*** Document text Section Begins ***

Overseas investors eye Shanghai's service sector
Of the 1'113 overseas-invested businesses set up in Shanghai between July and September, 636 are engaged in the service trade. China's service industries are set to become a major attraction for overseas investors now that the country has gradually opened up the sector in line with its commitments to the WTO. (People's Daily, 6 November)

Pearl River

Trade fair shows China's export potential in WTO
Despite the slump world economy, the 92nd Chinese Export Commodities Fair reported record attendance and trade volume, showing China's great export potential since it joined the WTO. 135'000 traders from 191 countries or regions participated in the fair, a record number, and trade volume rose 9.6% from last year to USD 18.47 billion. (Xinhua News Agency, 1 November)

Hong Kong named world's freest economy for 9th year
According to this year's Heritage Foundation survey, Hong Kong has retained the top spot as the world's freest economy, closely edging out Singapore. The survey acknowledged that Hong Kong's virtues included a duty-free port, very low barriers to foreign investment, very low level of restrictions in banking and finance, low level of intervention in wages and prices, strong property rights and a low level of black market activity. (People's Daily, 12 November)

Various

Agricultural Bank vice-president sacked on graft suspicion
China's government has removed Agricultural Bank of China Vice-President Zhao Ange from his post as it investigates him for alleged financial irregularities related to his previous position at Bank of China. The move appears to widen the investigation into corruption at Bank of China, which is generally considered the best managed of China's four major state-owned banks. (Dow Jones, 7 November)

Toy-factory workers stage rare strike in southern China
Hundreds of workers at a toy factory in Shenzhen went on strike to protest long hours, but the government intervened to settle the grievance and work was set to resume. The work stoppage at the Korean-invested factory was due to a "misunderstanding between the workers and management," said the director of the plant. The apparent peaceful resolution was a marked contrast to much of the scattered labor protests that have ended in violence by both demonstrators and authorities. (Dow Jones, 13 November)

Markets

A tiny leap forward
From December 1st, some foreign investors may be allowed to invest in the Chinese (A-share) stockmarket. The new scheme ("QFII": qualified foreign institutional investor) is an import from Taiwan. To apply for the special yuan accounts, foreign investors must have at least USD 10 billion in assets under management. Banks must be "in the top 100" globally, and the QFII may buy at most 10% of any Chinese company listed on yuan-denominated stockmarkets. Repatriation will be a nightmare. The barriers are only one reason why international fund managers are not exactly fighting for applications. The other is the peculiar nature of China's market. Only 35% of this capitalisation (about USD 540 billion comprising 1'212 companies) is tradable, since the state-the owner of virtually all listed companies-sits on the rest. Corporate governance is widely acknowledged to be atrocious. And valuations are probably overdone, with an average price/earnings ratio of 40, compared with about 12 for mainland companies listed in Hong Kong. (Economist, 14 November)

Weekly Market update  15 November 2002  01 November 2002
Shanghai A 1529.63 1574.92
Shanghai B 123.78 129.69
Shenzhen A 442.93 464.34
Shenzhen B 190.44 200.10
Hong Kong Red Chip  1075.26 1010.71
Hong Kong H 1887.10 1830.95
Source: South China Morning Post

China Business Briefing is a random selection of business related news gathered from various media and news services covering China, edited by the Embassy of Switzerland in Beijing and distributed among Swiss Government Offices and other interested parties. The Embassy does not accept responsibility for accuracy of quotes or truthfulness of content. Upon request and depending on the resources available, the Embassy will provide further information on the subjects mentioned in the China Business Briefing.

*** Document text Section Ends ***

_Brief A_
Answer these from the China business briefing:
(i) How many traders took part in the 92nd Chinese Export Commodities Fair?
(ii) Which economy did Hong Kong narrowly beat for the top spot in the Heritage Foundation survey?
(iii) How much in assets under management must foreign investors have to apply for the special yuan accounts?
_Brief B_
Change "Shanghai" to "Shenzhen" in the China business briefing, starting with "Overseas investors eye" and going on through "Daily, 6 November)".

*** Entries shown Section Begins ***

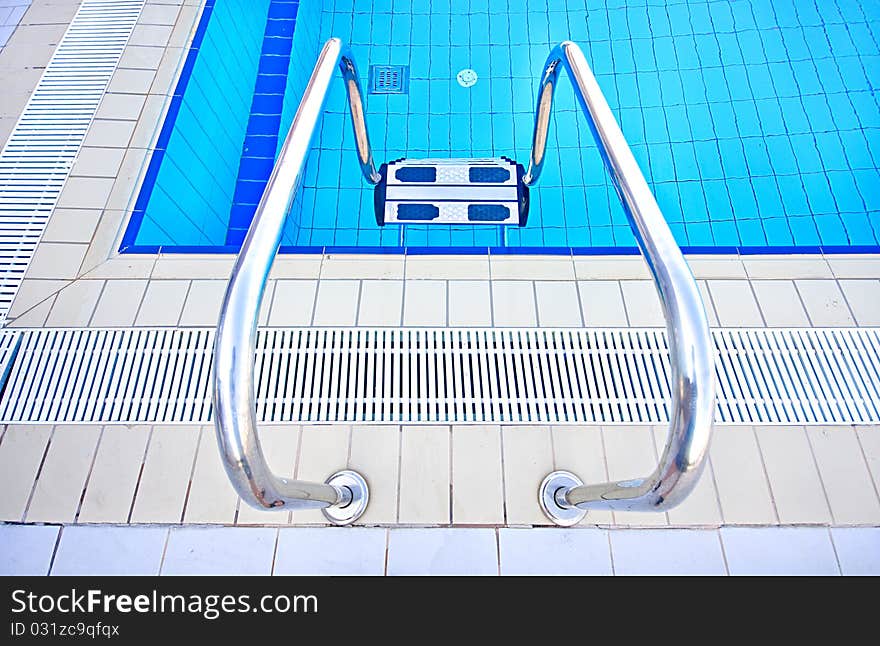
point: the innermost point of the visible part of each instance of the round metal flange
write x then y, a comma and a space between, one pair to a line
565, 516
349, 512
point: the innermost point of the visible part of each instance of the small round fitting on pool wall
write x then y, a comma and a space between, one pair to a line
466, 78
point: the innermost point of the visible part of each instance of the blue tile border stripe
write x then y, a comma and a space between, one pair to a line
134, 224
261, 140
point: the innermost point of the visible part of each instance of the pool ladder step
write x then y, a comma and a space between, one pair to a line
454, 191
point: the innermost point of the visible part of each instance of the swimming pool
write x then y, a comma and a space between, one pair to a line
756, 124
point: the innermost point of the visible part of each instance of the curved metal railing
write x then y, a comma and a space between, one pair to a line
563, 496
345, 494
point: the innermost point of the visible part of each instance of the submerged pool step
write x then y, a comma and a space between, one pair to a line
454, 191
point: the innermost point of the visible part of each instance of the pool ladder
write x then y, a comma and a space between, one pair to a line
564, 498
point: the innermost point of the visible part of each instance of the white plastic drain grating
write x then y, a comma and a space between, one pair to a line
37, 158
568, 376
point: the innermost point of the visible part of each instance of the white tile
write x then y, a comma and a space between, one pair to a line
825, 303
477, 495
110, 490
75, 303
442, 551
163, 302
60, 485
166, 475
97, 550
513, 303
602, 303
528, 458
202, 306
293, 302
119, 303
845, 476
424, 475
573, 552
470, 303
666, 552
858, 549
337, 302
742, 486
794, 481
558, 304
424, 303
642, 303
375, 454
330, 551
211, 498
779, 551
26, 549
21, 452
381, 303
863, 297
780, 303
735, 303
220, 551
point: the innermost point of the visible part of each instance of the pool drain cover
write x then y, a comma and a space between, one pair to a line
389, 79
466, 78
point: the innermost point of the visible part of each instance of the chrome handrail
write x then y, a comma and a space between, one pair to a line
563, 496
345, 494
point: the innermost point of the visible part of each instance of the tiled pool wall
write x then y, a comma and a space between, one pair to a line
756, 124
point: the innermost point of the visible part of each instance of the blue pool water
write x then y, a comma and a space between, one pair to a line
756, 123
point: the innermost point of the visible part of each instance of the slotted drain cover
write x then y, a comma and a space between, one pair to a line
389, 79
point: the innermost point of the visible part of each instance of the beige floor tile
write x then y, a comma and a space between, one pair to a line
528, 458
211, 497
119, 303
701, 506
163, 302
869, 439
424, 475
735, 303
642, 303
513, 303
794, 481
863, 297
381, 303
21, 452
323, 451
424, 303
166, 475
845, 476
558, 303
375, 452
202, 306
602, 303
470, 303
293, 302
65, 471
75, 303
477, 492
279, 446
825, 303
111, 487
742, 485
337, 302
629, 453
780, 303
580, 450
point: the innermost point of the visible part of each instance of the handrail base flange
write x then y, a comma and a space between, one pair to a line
360, 497
549, 501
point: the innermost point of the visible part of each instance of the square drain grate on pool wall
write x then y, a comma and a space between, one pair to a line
389, 79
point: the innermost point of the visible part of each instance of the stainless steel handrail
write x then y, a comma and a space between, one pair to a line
563, 496
344, 495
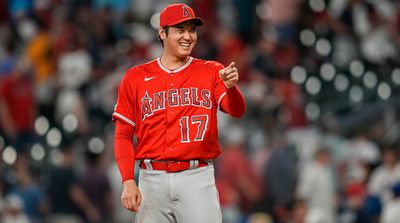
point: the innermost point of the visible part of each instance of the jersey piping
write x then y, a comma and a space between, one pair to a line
124, 118
174, 70
220, 99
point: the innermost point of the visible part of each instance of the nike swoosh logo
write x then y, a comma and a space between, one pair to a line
148, 78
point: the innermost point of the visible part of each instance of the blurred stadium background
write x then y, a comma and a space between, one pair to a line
319, 141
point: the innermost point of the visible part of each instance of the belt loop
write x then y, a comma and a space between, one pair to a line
147, 162
194, 164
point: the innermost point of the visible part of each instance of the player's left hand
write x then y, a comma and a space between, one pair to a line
229, 75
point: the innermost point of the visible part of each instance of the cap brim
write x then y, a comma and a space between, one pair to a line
197, 21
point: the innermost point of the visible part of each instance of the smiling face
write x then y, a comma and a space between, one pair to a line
180, 40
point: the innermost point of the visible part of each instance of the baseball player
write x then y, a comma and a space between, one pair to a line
171, 104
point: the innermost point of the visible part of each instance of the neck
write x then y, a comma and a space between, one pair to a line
172, 63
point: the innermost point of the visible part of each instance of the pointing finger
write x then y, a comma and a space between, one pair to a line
231, 65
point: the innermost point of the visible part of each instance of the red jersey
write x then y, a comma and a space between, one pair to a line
174, 112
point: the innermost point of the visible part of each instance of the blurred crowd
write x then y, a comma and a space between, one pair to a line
319, 142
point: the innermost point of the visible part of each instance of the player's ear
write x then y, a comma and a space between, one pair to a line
162, 33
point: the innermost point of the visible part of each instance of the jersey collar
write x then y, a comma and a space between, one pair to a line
174, 70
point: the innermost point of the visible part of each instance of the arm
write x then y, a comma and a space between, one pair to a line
124, 155
233, 103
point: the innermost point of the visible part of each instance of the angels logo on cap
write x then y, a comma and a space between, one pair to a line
178, 13
186, 12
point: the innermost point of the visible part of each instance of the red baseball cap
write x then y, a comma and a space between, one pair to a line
178, 13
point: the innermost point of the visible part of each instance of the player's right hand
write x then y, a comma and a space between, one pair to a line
131, 196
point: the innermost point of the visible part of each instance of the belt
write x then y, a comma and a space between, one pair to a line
172, 166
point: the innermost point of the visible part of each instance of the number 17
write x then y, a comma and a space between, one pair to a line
200, 120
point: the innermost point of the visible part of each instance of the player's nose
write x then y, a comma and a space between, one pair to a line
186, 35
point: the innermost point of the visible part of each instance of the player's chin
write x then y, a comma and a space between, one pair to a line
185, 53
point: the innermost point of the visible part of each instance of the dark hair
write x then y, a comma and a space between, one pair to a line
166, 33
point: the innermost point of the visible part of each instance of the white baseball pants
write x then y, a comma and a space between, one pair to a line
184, 197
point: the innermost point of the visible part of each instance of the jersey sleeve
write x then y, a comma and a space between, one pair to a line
124, 109
220, 89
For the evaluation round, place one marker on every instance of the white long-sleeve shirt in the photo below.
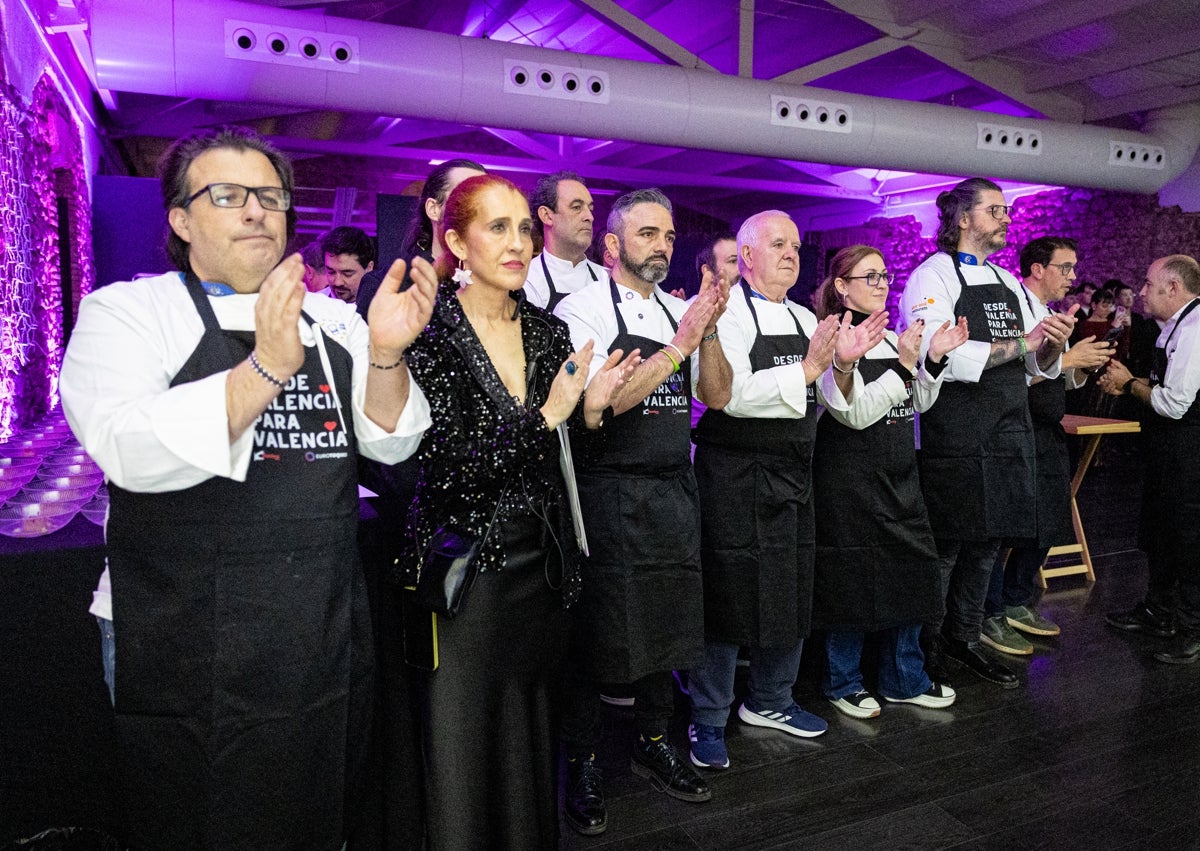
(931, 293)
(568, 277)
(779, 391)
(591, 315)
(870, 401)
(1179, 389)
(133, 337)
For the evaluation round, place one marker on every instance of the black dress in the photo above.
(489, 712)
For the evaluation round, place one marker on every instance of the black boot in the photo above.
(970, 654)
(585, 797)
(1144, 618)
(657, 760)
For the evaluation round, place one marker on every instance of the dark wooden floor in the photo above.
(1099, 748)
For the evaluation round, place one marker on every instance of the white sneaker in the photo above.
(936, 696)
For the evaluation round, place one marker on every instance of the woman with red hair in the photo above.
(501, 378)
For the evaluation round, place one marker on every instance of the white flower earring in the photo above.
(461, 275)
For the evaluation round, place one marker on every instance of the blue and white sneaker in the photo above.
(792, 720)
(708, 747)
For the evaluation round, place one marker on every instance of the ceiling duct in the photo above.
(244, 52)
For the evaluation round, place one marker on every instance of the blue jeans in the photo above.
(108, 654)
(901, 663)
(772, 677)
(1012, 581)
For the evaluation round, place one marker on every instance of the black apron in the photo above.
(1048, 406)
(756, 510)
(555, 295)
(1170, 502)
(977, 453)
(243, 693)
(876, 563)
(642, 610)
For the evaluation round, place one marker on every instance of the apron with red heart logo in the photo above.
(243, 649)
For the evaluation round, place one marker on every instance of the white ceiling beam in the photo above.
(1049, 19)
(745, 40)
(840, 61)
(1114, 59)
(642, 33)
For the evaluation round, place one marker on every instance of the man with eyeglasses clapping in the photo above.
(977, 450)
(226, 406)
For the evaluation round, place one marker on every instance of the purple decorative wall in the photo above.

*** Entries shown Section Ends ***

_Problem solution A_
(i) 135'000 traders from 191 countries or regions
(ii) Singapore
(iii) At least USD 10 billion

_Problem solution B_
Overseas investors eye Shenzhen's service sector
Of the 1'113 overseas-invested businesses set up in Shenzhen between July and September, 636 are engaged in the service trade. China's service industries are set to become a major attraction for overseas investors now that the country has gradually opened up the sector in line with its commitments to the WTO. (People's Daily, 6 November)